PROBLEM SET =>
(a) Revise the article on investors and traders in securities, starting at "October 06, 2014" and ending at "balanced, profitable portfolio.", with "brokers" changed to "advisors".
(b) Answer these questions using the article on investors and traders in securities:
(i) Besides Schedule D, which form do investors use to report capital gains and losses?
(ii) What share of adjusted gross income must an investor's investment expenses exceed to be deducted on Schedule A?
(iii) How are the gains and losses of dealers classified?

DOCUMENT =>
____________
CARL WATTS & ASSOCIATES

October 06, 2014

Investor or Trader in
Securities?
Investing in securities (stocks, bonds, mutual funds, etc.) may prove to be an effective way of turning cash into profit. It is a fact, though, that it takes a lot of knowledge and experience for anybody to become a profitable investor, and there is always a certain amount of risk involved. Most investors prefer to turn to professional brokers to make sure they invest their money in a nice, balanced, profitable portfolio.

But what is the difference between investors and traders? And why does it matter?

As you may have guessed, we shall turn to the IRS to clarify these terms from their point of view.

Investors typically buy and sell securities and expect income from dividends, interest, or capital appreciation. They buy and sell these items and hold them for personal investment; they are not conducting a trade or business. Most investors are individuals. Sales of these securities result in capital gains and losses that must be reported on Form 1040, Schedule D, Capital Gains and Losses, and on Form 8949, Sales and Other Dispositions of Capital Assets, as appropriate.

Investors are subject to the capital loss limitations and may be able to benefit from a deduction for the expenses of producing taxable investment income. These include expenses for investment counseling and advice, legal and accounting fees, and investment newsletters. These expenses are reported on Schedule A, Itemized Deductions, as miscellaneous deductions to the extent that they exceed 2% of adjusted gross income. Interest paid on money to buy or carry investment property that produces taxable income is also deductible on Schedule A, but under section 163(d), the deduction cannot exceed the net investment income. Commissions and other costs of acquiring or disposing of securities are not deductible but must be used to figure gain or loss upon disposition of the securities.

Dealers in securities may be individuals or business entities. Dealers purchase, hold, and sell securities to their customers in the ordinary course of their trade or business. Sometimes they maintain an inventory.

Dealers are distinguished from investors and traders because they have customers and derive their income from marketing securities for sale to customers. Because they are in the trade or business of buying and selling, the gains and losses of dealers are classified as ordinary gains and losses. IRS regulations requires that dealers keep and maintain records that clearly identify securities held for personal gain versus those held for use in their business activity.


Special rules apply if you are a trader in securities, in the business of buying and selling securities for your own account. This is considered a business, even though you do not maintain an inventory and do not have customers.

To be engaged in business as a trader in securities, you must meet all of the following conditions:


  • You must seek to profit from daily market movements in the prices of securities and not from dividends, interest, or capital appreciation;
  • Your activity must be substantial; and
  • You must carry on the activity with continuity and regularity.
____________
RECORD EXTRACTS =>
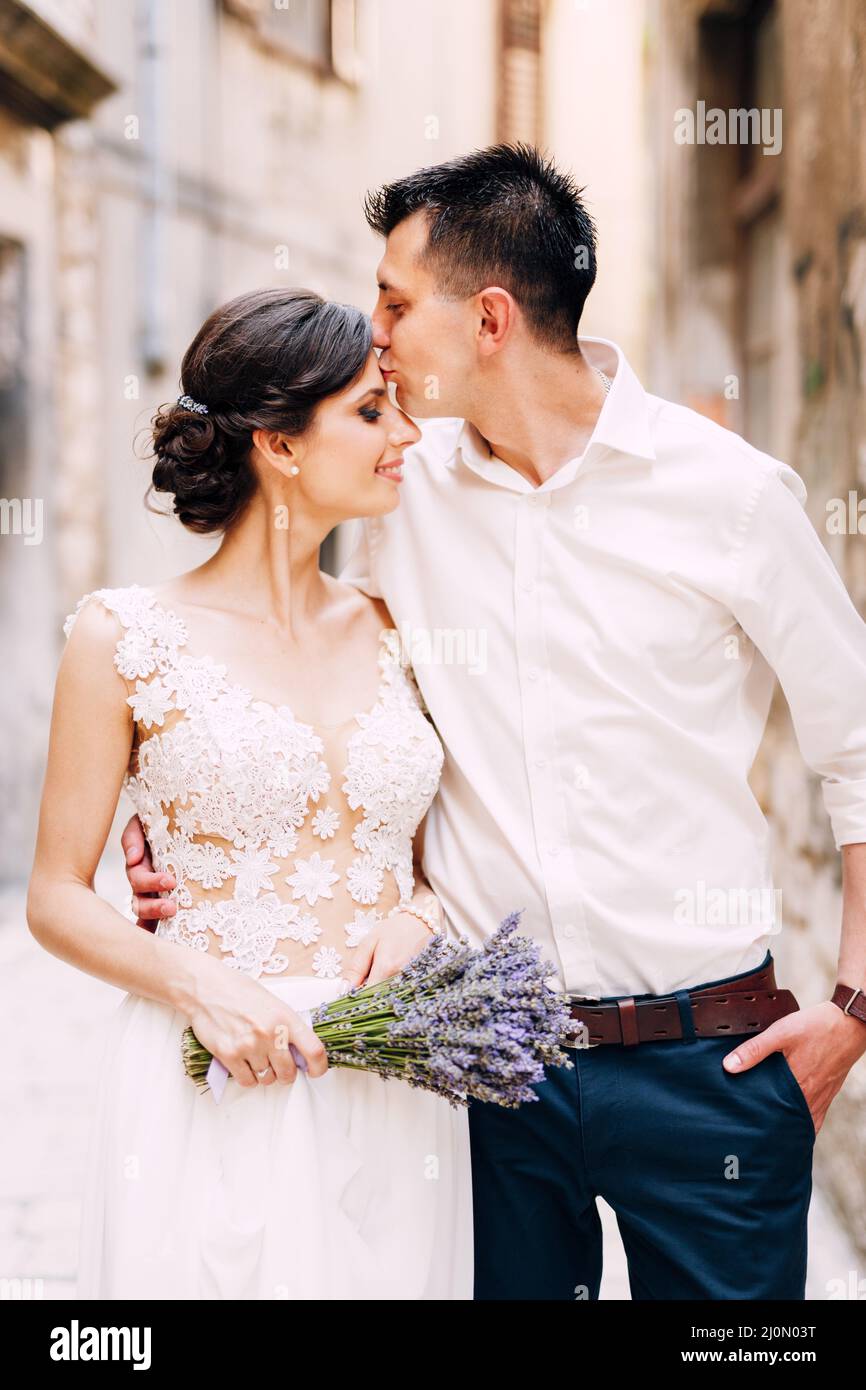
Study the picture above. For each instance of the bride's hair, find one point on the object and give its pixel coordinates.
(263, 360)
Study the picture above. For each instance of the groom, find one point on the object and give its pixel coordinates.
(597, 590)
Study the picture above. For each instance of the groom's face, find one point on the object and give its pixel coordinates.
(426, 341)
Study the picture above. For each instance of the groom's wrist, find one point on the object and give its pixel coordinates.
(851, 1000)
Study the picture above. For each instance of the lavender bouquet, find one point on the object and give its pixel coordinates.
(462, 1022)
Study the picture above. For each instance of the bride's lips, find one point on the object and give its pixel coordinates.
(392, 470)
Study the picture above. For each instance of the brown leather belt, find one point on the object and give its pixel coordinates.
(745, 1005)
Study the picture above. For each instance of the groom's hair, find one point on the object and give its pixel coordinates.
(502, 216)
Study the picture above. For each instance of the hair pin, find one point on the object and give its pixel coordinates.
(192, 405)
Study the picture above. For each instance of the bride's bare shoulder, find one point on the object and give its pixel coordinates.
(360, 606)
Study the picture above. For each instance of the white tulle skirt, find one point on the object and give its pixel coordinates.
(342, 1186)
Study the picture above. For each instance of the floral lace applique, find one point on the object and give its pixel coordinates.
(224, 784)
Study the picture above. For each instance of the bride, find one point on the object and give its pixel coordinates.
(270, 734)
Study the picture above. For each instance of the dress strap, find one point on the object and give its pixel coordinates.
(152, 635)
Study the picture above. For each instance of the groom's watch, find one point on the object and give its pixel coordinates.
(851, 1001)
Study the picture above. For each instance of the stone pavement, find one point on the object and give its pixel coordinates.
(52, 1020)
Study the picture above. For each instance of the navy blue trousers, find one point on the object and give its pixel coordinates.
(709, 1175)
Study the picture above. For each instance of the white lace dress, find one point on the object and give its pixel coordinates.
(288, 841)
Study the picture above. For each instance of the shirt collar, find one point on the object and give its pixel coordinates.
(623, 426)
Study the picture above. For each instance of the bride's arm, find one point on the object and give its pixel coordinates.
(88, 754)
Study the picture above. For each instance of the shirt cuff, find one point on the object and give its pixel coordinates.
(845, 805)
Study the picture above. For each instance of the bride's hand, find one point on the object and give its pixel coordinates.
(246, 1027)
(387, 948)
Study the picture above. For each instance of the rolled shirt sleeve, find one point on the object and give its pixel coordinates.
(791, 601)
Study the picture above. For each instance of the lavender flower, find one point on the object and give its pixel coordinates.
(460, 1022)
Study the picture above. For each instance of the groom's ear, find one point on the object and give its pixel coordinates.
(496, 314)
(277, 449)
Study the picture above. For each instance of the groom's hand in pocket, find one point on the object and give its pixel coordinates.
(146, 886)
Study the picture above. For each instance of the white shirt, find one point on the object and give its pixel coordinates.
(598, 655)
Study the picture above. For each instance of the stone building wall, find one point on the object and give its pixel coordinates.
(811, 295)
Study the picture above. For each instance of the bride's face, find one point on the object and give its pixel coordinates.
(350, 460)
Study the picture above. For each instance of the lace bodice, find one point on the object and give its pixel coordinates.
(288, 841)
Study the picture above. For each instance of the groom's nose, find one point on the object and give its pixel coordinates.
(380, 335)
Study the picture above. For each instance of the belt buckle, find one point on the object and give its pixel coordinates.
(583, 998)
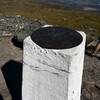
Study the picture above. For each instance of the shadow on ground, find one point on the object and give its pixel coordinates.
(17, 43)
(12, 72)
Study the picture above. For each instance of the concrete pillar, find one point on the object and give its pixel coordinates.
(53, 64)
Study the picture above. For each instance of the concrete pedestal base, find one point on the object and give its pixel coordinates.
(52, 74)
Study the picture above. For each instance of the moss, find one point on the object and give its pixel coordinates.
(80, 20)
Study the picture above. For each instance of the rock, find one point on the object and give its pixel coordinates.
(18, 26)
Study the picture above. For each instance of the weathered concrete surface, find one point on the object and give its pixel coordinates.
(50, 74)
(91, 76)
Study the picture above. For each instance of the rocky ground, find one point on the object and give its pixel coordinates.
(11, 56)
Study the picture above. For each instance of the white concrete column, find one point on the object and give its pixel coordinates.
(53, 71)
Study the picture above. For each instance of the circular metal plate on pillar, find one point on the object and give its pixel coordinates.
(56, 38)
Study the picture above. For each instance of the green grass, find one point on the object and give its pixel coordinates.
(79, 20)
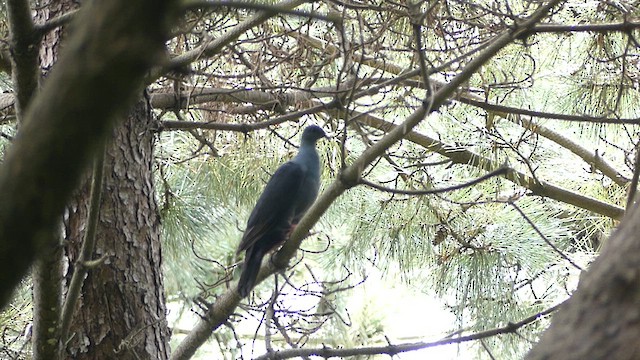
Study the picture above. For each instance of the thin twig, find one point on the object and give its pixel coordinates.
(83, 263)
(500, 171)
(552, 245)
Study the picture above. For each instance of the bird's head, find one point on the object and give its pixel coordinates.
(312, 133)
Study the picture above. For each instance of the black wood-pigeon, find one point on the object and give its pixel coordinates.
(286, 197)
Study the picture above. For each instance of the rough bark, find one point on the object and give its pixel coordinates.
(99, 75)
(47, 271)
(121, 312)
(602, 318)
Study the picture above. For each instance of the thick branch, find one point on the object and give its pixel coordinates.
(462, 156)
(590, 157)
(601, 319)
(219, 311)
(99, 74)
(392, 350)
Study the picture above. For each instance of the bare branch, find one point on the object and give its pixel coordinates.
(392, 350)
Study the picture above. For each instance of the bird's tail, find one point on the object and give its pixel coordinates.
(250, 268)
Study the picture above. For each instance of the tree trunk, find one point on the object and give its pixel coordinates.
(602, 318)
(48, 268)
(121, 312)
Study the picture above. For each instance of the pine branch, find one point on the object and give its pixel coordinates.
(467, 97)
(624, 26)
(392, 350)
(213, 47)
(222, 308)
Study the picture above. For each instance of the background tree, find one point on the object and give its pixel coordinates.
(493, 76)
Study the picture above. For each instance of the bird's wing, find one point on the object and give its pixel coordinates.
(276, 204)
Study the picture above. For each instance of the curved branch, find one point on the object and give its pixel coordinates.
(221, 309)
(392, 350)
(213, 47)
(462, 156)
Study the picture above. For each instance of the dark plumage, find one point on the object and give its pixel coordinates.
(286, 197)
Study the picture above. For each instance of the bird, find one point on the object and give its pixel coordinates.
(286, 197)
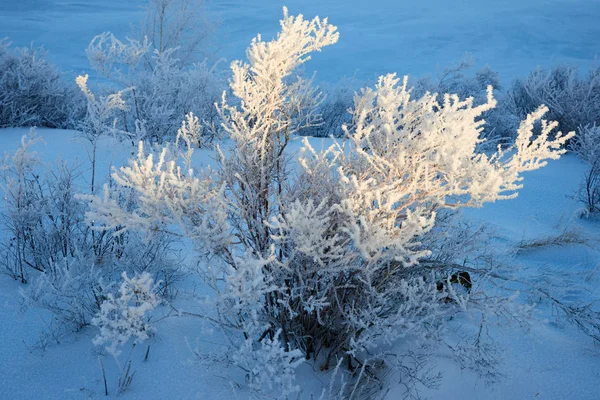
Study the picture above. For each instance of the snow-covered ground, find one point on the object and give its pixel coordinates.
(550, 360)
(377, 36)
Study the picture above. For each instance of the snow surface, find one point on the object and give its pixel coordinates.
(551, 360)
(411, 37)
____________
SET OF ANSWERS =>
(a)
October 06, 2014

Investor or Trader in
Securities?
Investing in securities (stocks, bonds, mutual funds, etc.) may prove to be an effective way of turning cash into profit. It is a fact, though, that it takes a lot of knowledge and experience for anybody to become a profitable investor, and there is always a certain amount of risk involved. Most investors prefer to turn to professional advisors to make sure they invest their money in a nice, balanced, profitable portfolio.

(b)
(i) Form 8949, Sales and Other Dispositions of Capital Assets.
(ii) 2%.
(iii) As ordinary gains and losses.